Consigna 1 → En el texto sobre la homilía, ¿qué nombres forman la cadena de generaciones que comienza con Abrahán? Escríbelos en el mismo orden.
Consigna 2 → Copia otra vez las líneas de las entradas, pero pon «deer antler» en lugar de «deer ear». No cambies nada más.

Texto proporcionado →
+ + + + + + +

Fuente: L’Osservatore Romano, ed. sem. en lengua española, n. 51, viernes 20 de diciembre de 2013

El hombre es el apellido de Dios: El Señor, en efecto, toma el nombre de cada uno de nosotros —seamos santos o pecadores— para convertirlo en el propio apellido. Porque encarnándose, el Señor hizo historia con la humanidad: su alegría fue compartir su vida con nosotros, «y esto hace llorar: tanto amor, tanta ternura».
Con el pensamiento puesto en la Navidad ya cercana, el Papa Francisco comentó, el martes 17 de diciembre, las dos lecturas propuestas por la liturgia de la Palabra, tomadas respectivamente del libro del Génesis (49, 2.8-10) y del Evangelio de san Mateo (1, 1-17). En el día de su septuagésimo séptimo cumpleaños, el Santo Padre presidió como de costumbre la misa matutina en la capilla de Santa Marta. Concelebró, entre otros, el cardenal decano Angelo Sodano, quien le expresó la felicitación de todo el Colegio cardenalicio.
En la homilía, centrada en la presencia de Dios en la historia de la humanidad, el Obispo de Roma señaló en dos términos —herencia y genealogía— la clave para interpretar respectivamente la primera lectura (referida a la profecía de Jacob que reúne a sus hijos y anuncia una descendencia gloriosa para Judá) y el pasaje evangélico que presenta la genealogía de Jesús. Centrándose en especial en esta última, destacó que no se trata de «una lista telefónica», sino de «un tema importante: es historia», porque «Dios envió a su Hijo» en medio de los hombres. Y, añadió, «Jesús es consustancial al Padre, Dios; pero también consustancial a la madre, una mujer. Y es ésta la consustancialidad de la madre: Dios se hizo historia, Dios quiso hacerse historia. Está con nosotros. Ha hecho camino con nosotros».
Un camino —continuó el Obispo de Roma— iniciado hace tiempo, en el Paraíso, inmediatamente después del pecado original. Desde ese momento, en efecto, el Señor «tuvo esta idea: hacer camino con nosotros». Por ello «llamó a Abrahán, el primero que se nombra en esta lista, en este elenco, y le invitó a caminar. Y Abrahán comenzó ese camino: generó a Isaac, e Isaac a Jacob, y Jacob a Judá». Y así sucesivamente, adelante en la historia de la humanidad. Por lo tanto, «Dios camina con su pueblo» porque «no quiso venir a salvarnos sin historia; Él quiso hacer historia con nosotros».

+ + + + + + +

Ejemplos de etiquetado de puntos:
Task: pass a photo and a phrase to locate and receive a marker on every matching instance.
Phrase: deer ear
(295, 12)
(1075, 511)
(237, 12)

+ + + + + + +

Solución detallada 1 → Abrahán, Isaac, Jacob, Judá

Solución detallada 2 →
Task: pass a photo and a phrase to locate and receive a marker on every matching instance.
Phrase: deer antler
(295, 12)
(1075, 511)
(237, 12)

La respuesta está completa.